======== DOCUMENT TEXT

The landscape has changed

Going into the pandemic, the global market was already moving rapidly towards digital transformation, due to universally rising demand for elegant and effective digital solutions. Peaking in 2017, the last six years have seen the most mergers and acquisitions in history; 2021 is set to be another banner year. The last 18 months have created an unprecedented tidal wave of demand for digital services. As McKinsey’s Global Managing Director said, “We have seen 10 years of digital innovation in roughly three months.”

If the pandemic has taught us anything, digital transformation is now mandatory for any business that wants to survive. Given the hockey-sticking demand for digital services and falling tolerance for “the pandemic” as an excuse for poor service, the need to create engaging, stable, and secure, and scalable experiences at speed has never been higher. So how can companies incorporate excellence into their software development life cycle?

What is continuous delivery & why does it matter?

Prior to the cloud, companies had to deliver code into their data centers; in a way, each company had to reinvent the wheel to deliver software. Continuous delivery (CD) allows organizations to codify and automate otherwise manual practices. According to Jez Humble, CD fosters low risk releases, faster time to market, higher quality, lower costs, better products, and happier teams. Given the clear benefits, how widespread is adoption?

Despite increasing automation, adoption of CD is slow

As of 2021, roughly 70% of companies have committed to ramping up automation. However, the adoption rate of CD principles and technologies remains relatively slow. Out of the 19k developers surveyed for the 2021 State of Continuous Delivery report:

  • nearly ⅔ reported that code takes ≥ a week to go from commit to production,
  • 69.1% pushed to production ≥ 1x/week, and
  • over ½ take ≥ a day to fix an unplanned outage.

================
======== RAW DATA

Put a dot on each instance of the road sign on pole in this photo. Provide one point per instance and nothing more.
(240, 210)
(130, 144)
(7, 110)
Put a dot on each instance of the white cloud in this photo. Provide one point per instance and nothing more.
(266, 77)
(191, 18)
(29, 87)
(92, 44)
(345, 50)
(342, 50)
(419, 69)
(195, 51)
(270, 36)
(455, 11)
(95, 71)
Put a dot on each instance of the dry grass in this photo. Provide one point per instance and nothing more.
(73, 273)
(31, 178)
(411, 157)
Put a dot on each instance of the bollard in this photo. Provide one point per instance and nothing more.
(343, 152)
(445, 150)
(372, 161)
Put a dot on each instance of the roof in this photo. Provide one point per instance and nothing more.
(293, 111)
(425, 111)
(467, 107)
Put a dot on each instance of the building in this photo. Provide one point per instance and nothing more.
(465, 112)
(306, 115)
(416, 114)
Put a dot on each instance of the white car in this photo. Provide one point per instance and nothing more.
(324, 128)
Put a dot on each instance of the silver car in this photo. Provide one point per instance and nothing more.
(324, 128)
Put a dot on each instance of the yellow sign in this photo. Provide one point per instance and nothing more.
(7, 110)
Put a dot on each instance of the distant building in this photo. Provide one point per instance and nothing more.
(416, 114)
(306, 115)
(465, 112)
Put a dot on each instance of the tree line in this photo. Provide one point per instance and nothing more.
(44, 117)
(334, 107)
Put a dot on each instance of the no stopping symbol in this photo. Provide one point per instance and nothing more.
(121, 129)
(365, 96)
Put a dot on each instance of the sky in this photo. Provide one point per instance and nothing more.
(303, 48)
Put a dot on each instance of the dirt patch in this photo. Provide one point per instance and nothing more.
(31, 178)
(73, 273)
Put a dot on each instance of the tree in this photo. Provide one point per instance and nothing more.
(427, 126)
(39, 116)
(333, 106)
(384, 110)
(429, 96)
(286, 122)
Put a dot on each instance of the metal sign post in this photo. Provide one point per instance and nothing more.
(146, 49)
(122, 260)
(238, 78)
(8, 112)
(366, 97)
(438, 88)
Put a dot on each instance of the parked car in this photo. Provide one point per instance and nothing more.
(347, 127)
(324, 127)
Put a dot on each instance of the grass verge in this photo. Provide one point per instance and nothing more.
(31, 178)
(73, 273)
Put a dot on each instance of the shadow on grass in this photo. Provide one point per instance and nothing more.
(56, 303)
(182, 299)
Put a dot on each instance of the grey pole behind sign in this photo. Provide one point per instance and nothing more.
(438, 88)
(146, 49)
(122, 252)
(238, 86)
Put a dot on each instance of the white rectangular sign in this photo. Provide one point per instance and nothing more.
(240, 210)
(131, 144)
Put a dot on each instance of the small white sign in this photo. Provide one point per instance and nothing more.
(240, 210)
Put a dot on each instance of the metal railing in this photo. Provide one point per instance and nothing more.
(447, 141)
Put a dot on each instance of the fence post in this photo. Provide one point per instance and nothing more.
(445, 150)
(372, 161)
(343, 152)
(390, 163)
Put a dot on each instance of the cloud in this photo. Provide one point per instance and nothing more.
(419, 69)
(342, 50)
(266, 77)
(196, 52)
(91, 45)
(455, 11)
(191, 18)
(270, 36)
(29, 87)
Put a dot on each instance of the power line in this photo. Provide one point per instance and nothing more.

================

→ WHAT IS NEEDED:
Write out the whole passage on digital transformation and continuous delivery word for word, with every line in its original order.

→ WRITTEN SOLUTION:
The landscape has changed

Going into the pandemic, the global market was already moving rapidly towards digital transformation, due to universally rising demand for elegant and effective digital solutions. Peaking in 2017, the last six years have seen the most mergers and acquisitions in history; 2021 is set to be another banner year. The last 18 months have created an unprecedented tidal wave of demand for digital services. As McKinsey’s Global Managing Director said, “We have seen 10 years of digital innovation in roughly three months.”

If the pandemic has taught us anything, digital transformation is now mandatory for any business that wants to survive. Given the hockey-sticking demand for digital services and falling tolerance for “the pandemic” as an excuse for poor service, the need to create engaging, stable, and secure, and scalable experiences at speed has never been higher. So how can companies incorporate excellence into their software development life cycle?

What is continuous delivery & why does it matter?

Prior to the cloud, companies had to deliver code into their data centers; in a way, each company had to reinvent the wheel to deliver software. Continuous delivery (CD) allows organizations to codify and automate otherwise manual practices. According to Jez Humble, CD fosters low risk releases, faster time to market, higher quality, lower costs, better products, and happier teams. Given the clear benefits, how widespread is adoption?

Despite increasing automation, adoption of CD is slow

As of 2021, roughly 70% of companies have committed to ramping up automation. However, the adoption rate of CD principles and technologies remains relatively slow. Out of the 19k developers surveyed for the 2021 State of Continuous Delivery report:

  • nearly ⅔ reported that code takes ≥ a week to go from commit to production,
  • 69.1% pushed to production ≥ 1x/week, and
  • over ½ take ≥ a day to fix an unplanned outage.